▸ **What you need to do**:
Write every line out verbatim and omit the pictures.

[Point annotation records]
——————————

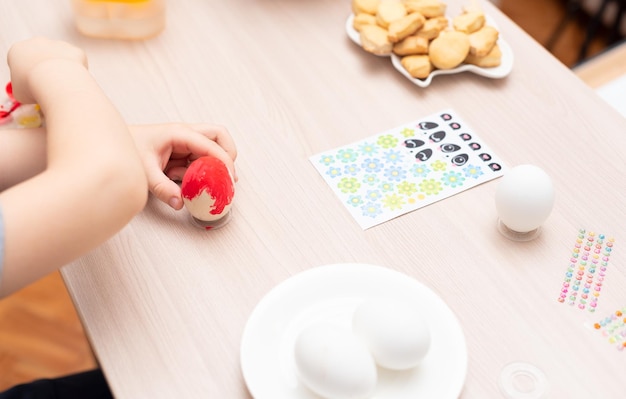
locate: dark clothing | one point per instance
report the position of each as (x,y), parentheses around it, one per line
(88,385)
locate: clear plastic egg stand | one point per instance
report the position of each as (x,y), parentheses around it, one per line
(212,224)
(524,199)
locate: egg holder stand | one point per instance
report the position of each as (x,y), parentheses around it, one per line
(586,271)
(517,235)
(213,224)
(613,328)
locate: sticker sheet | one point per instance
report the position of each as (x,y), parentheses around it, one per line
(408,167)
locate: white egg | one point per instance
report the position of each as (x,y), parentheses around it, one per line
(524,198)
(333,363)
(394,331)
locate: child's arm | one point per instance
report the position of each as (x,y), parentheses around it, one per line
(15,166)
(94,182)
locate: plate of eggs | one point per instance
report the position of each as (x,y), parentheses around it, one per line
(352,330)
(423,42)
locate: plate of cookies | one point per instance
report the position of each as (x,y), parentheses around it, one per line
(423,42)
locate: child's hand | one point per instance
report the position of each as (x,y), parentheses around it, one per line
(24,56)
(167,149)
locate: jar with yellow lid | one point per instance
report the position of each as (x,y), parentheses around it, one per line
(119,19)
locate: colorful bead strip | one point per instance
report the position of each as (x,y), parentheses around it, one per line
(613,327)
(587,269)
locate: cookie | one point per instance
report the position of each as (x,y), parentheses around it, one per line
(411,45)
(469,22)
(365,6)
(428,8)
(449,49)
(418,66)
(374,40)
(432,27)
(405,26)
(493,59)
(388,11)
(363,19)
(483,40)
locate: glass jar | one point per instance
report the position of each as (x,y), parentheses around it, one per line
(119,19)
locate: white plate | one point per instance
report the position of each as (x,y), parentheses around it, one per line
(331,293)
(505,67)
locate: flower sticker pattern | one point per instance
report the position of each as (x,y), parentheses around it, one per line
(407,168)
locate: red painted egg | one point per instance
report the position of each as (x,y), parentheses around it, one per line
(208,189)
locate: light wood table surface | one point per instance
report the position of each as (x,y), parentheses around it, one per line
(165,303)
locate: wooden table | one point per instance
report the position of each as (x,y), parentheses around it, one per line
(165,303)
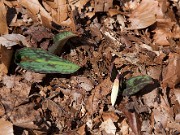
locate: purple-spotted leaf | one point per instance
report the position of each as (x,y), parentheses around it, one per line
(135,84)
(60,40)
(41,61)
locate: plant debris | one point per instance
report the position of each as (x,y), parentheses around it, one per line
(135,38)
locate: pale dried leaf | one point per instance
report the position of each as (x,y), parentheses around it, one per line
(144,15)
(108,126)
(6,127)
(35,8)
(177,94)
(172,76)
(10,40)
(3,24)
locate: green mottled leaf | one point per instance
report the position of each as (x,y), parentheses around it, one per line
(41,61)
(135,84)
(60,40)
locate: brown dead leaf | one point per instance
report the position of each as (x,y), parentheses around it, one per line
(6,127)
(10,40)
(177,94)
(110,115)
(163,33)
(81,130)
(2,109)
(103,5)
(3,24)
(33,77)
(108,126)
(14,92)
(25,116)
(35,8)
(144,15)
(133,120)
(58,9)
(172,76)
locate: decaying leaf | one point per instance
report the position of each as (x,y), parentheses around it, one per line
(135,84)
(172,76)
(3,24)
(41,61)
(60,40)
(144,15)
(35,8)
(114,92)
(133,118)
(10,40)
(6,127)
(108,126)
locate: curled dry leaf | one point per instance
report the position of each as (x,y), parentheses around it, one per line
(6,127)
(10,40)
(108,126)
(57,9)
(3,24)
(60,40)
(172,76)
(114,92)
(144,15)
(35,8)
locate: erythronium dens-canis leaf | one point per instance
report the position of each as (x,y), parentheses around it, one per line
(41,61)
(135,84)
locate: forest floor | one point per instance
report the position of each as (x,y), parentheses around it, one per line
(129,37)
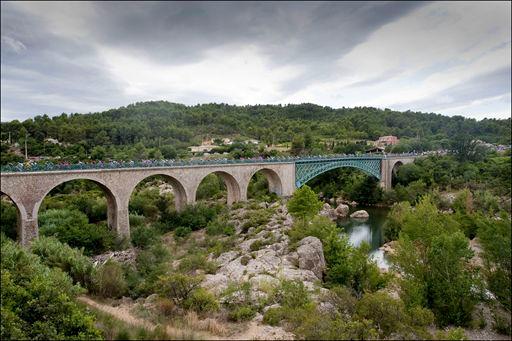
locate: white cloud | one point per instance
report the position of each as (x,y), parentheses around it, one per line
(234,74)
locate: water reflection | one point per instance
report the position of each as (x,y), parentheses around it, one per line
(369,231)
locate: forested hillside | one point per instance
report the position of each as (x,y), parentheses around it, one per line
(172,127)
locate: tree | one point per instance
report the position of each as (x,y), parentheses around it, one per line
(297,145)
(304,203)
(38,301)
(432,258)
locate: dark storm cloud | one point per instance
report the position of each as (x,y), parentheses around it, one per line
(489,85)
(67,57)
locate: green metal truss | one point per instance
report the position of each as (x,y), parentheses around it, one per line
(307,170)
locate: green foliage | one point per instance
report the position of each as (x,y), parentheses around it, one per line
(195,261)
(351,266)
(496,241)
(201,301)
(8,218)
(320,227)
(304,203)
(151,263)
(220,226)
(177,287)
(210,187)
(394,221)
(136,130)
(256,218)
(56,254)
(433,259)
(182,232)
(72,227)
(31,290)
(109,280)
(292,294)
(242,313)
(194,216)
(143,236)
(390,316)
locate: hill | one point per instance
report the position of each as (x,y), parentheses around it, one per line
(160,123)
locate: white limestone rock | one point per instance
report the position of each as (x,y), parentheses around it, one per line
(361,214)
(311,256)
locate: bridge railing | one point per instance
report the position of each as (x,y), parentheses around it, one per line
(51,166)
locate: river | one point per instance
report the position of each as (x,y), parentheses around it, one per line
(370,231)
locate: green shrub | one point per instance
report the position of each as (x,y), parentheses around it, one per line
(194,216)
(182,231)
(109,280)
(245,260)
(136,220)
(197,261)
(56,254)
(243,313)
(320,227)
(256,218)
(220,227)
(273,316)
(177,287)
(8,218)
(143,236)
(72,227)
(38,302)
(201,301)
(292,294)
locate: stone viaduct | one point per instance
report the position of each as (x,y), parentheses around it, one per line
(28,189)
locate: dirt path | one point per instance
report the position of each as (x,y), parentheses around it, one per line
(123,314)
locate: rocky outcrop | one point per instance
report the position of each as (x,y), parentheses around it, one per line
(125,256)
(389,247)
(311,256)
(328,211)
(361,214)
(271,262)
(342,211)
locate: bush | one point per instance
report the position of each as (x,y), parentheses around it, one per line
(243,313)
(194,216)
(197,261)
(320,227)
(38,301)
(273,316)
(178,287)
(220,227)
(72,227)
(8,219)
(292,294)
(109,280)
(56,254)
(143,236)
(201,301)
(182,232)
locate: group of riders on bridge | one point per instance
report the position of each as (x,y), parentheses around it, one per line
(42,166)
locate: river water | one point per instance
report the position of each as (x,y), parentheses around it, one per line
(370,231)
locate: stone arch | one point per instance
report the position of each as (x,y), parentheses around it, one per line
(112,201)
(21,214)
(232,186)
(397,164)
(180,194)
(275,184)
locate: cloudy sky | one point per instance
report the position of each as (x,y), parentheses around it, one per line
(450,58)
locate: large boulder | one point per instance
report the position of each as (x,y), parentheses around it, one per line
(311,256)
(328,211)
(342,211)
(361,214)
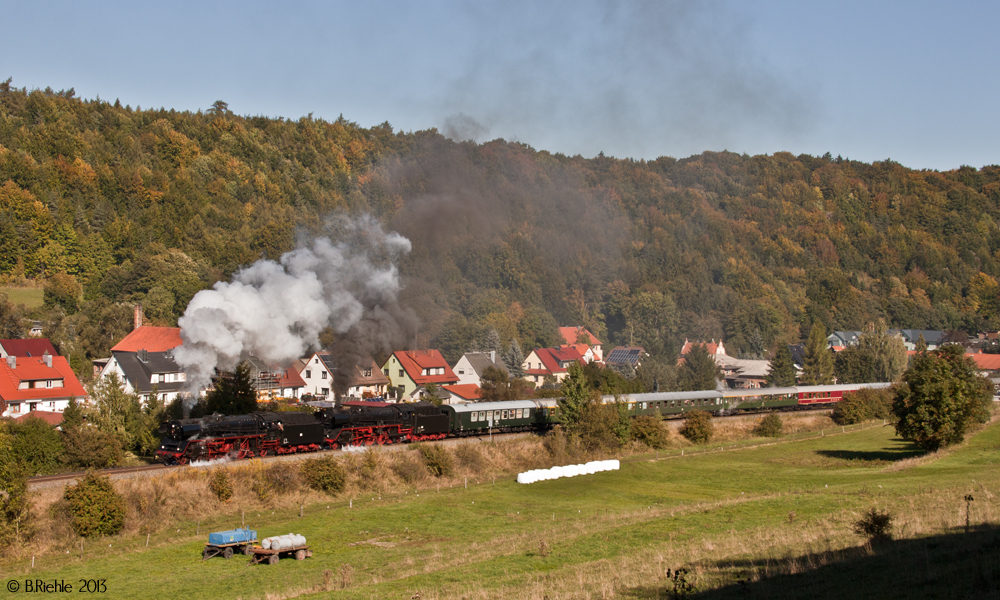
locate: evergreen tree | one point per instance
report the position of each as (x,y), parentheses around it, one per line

——————————

▸ **Written reply**:
locate: dark clothing | one point per instance
report the position of each as (x,y), parentheses around it, one per line
(88,385)
locate: clear plastic egg stand | one point per instance
report the position of each as (x,y), parentheses around it, one per line
(212,224)
(524,199)
locate: egg holder stand | one point per instance
report the position of each as (x,y), parentheses around it, one per line
(586,271)
(517,235)
(213,224)
(613,328)
locate: sticker sheet | one point per instance
report the position of each as (x,y), parentheses around it, one per line
(408,167)
locate: white egg | one point per instance
report the position of each as (x,y), parentheses around it, one per line
(524,198)
(333,363)
(394,331)
locate: child's arm | one point per instance
report the position of each as (x,y), parentheses around it, one per line
(15,166)
(94,182)
locate: plate of eggs | one point per instance
report the position of each as (x,y), parentheses around it, one per line
(352,330)
(423,42)
locate: plate of cookies | one point per instance
report the position of each as (x,y), parentheses around it, one per line
(423,42)
locate: child's hand | one point per instance
report the position of each as (x,y), parentheses around it, one per line
(24,56)
(167,149)
locate: jar with yellow lid | one point per instance
report the position of each as (x,y), parentheses around it, one per line
(119,19)
locate: colorful bead strip | one point per instance
report the position of each as (x,y), parentheses around it, one per line
(613,327)
(587,269)
locate: cookie | one point per instance
report the position of each as (x,y), parentheses around it, one per line
(411,45)
(469,22)
(365,6)
(428,8)
(449,49)
(418,66)
(374,40)
(432,27)
(405,26)
(493,59)
(388,11)
(363,19)
(483,40)
locate: glass jar | one point per instance
report the position of each as (x,y), parentheses around it, one per line
(119,19)
locate: white plate | one point per instance
report the position of each as (x,y), parentheses around it, one per line
(331,293)
(505,67)
locate: flower sticker pattern | one point per instance
report the position of each as (x,y), parentheses around it, one per line
(407,168)
locate: red painted egg | one point per instance
report the position of each as (x,y), parentheses around it, one per line
(208,189)
locate: light wood table surface | one point per instance
report the position of each as (x,y), parentheses around it, one per line
(165,303)
locate: wooden table | one point per instance
report the position of each as (x,y), parentheses around it, one per line
(165,303)
locate: purple-spotted leaf | one point per instance
report the position of each as (x,y), parentheses around it, one per line
(135,84)
(60,40)
(41,61)
locate: plant debris | one point per instance
report the position of each as (x,y), parentheses around it, one per line
(135,38)
locate: pale dried leaf | one point per instance
report the position of each as (x,y), parentheses around it, one per line
(144,15)
(108,126)
(6,127)
(35,8)
(177,94)
(172,76)
(10,40)
(3,24)
locate: green mottled leaf | one point per instance
report the position of each as (x,y), parentheses around it, one per line
(41,61)
(135,84)
(60,40)
locate: brown dead leaf | one point per instance
report the position of each as (x,y), parentheses around it, one per line
(6,127)
(10,40)
(177,94)
(110,115)
(163,33)
(81,130)
(2,109)
(103,5)
(3,24)
(33,77)
(108,126)
(14,92)
(25,116)
(35,8)
(144,15)
(133,120)
(58,9)
(172,76)
locate: decaying leaf | one point per instance
report the position of each as (x,y), parentheses around it, one per line
(135,84)
(172,76)
(3,24)
(41,61)
(60,40)
(144,15)
(35,8)
(114,92)
(133,118)
(10,40)
(6,127)
(108,126)
locate: curled dry leaf | one point per instance
report the position of each as (x,y), parentheses around it, one per line
(6,127)
(10,40)
(108,126)
(57,9)
(3,24)
(60,40)
(172,76)
(114,92)
(144,15)
(35,8)
locate: erythronium dens-canis leaf | one point per instance
report the position of each as (x,y), parentheses around it, one per line
(41,61)
(135,84)
locate: forest floor | one point per instance
report the position of each as (x,y), parentheses around it, one per line
(129,37)
locate: white cloud | one point per instance
report the position of each as (x,y), parentheses around it, one per line
(234,74)
locate: water reflection | one point per instance
report the position of each as (x,y), parentheses around it, one per line
(369,231)
locate: forested hillside | one point per instance
report the position of each as (x,y), parentheses around it, one per line
(172,127)
locate: tree | one point per instance
report the position of each as (x,y), parentheses around it, one per line
(297,145)
(304,203)
(38,301)
(432,258)
locate: dark storm cloud | one point per instance
report the position of each as (x,y), parentheses around it, one per line
(489,85)
(67,57)
locate: green metal truss | one point per instance
report the position of each as (x,y), parentheses around it, one per line
(307,170)
locate: green foliage | one point per instance
report the position of each as (x,y), parentheses around it, one per line
(195,261)
(351,266)
(496,241)
(201,301)
(8,218)
(320,227)
(304,203)
(151,263)
(220,226)
(177,287)
(210,187)
(394,221)
(136,130)
(256,218)
(56,254)
(433,259)
(182,232)
(72,227)
(31,290)
(109,280)
(292,294)
(242,313)
(194,216)
(143,236)
(390,316)
locate: hill | one point per instance
report the position of each as (x,y), parentheses around it, one per line
(160,123)
locate: white limestone rock | one point per instance
report the position of each as (x,y), parentheses around it, one per line
(361,214)
(311,256)
locate: bridge railing | one point per instance
report the position of each as (x,y), parentheses around it, one per line
(51,166)
locate: river | one point per instance
report the position of each as (x,y), parentheses around it, one per line
(370,231)
locate: green shrub | one point per instance
report the position of each as (x,y), parentheses around it, one per line
(194,216)
(182,231)
(109,280)
(245,260)
(136,220)
(197,261)
(56,254)
(243,313)
(320,227)
(256,218)
(220,227)
(273,316)
(177,287)
(8,218)
(143,236)
(72,227)
(38,302)
(201,301)
(292,294)
locate: stone viaduct | one point per instance
report the position of each as (x,y), parentheses around it, one per line
(28,189)
locate: dirt path | one point per instance
report the position of each as (x,y), parentheses around it, one per line
(123,314)
locate: rocky outcrop | one point per instance
report the position of each as (x,y), parentheses around it, one per line
(125,256)
(389,247)
(311,256)
(328,211)
(361,214)
(271,262)
(342,211)
locate: bush | one point per instance
report the position of each as (x,y), parentheses around it, one per line
(243,313)
(194,216)
(197,261)
(320,227)
(38,301)
(273,316)
(178,287)
(220,227)
(72,227)
(8,219)
(292,294)
(109,280)
(56,254)
(143,236)
(201,301)
(182,232)
locate: group of riders on bridge | one point per instance
report the position of each as (x,y), parentheses around it, one per line
(42,166)
locate: river water | one point per instance
report the position of each as (x,y), parentheses around it, one per line
(370,231)
locate: stone arch | one point per instance
report the position of each as (x,y), parentheses around it, one per line
(112,201)
(21,214)
(232,186)
(397,164)
(180,194)
(275,184)
locate: cloudy sky | one point per instance
report the position of each as (x,y), parentheses around it, one per line
(450,58)
locate: large boulder | one point per instance
report the position of each as (x,y), parentheses around it, one per line
(311,256)
(328,211)
(342,211)
(361,214)
locate: evergreen tree | one point per instance
report the position of each as (x,y), parentheses around it, one per line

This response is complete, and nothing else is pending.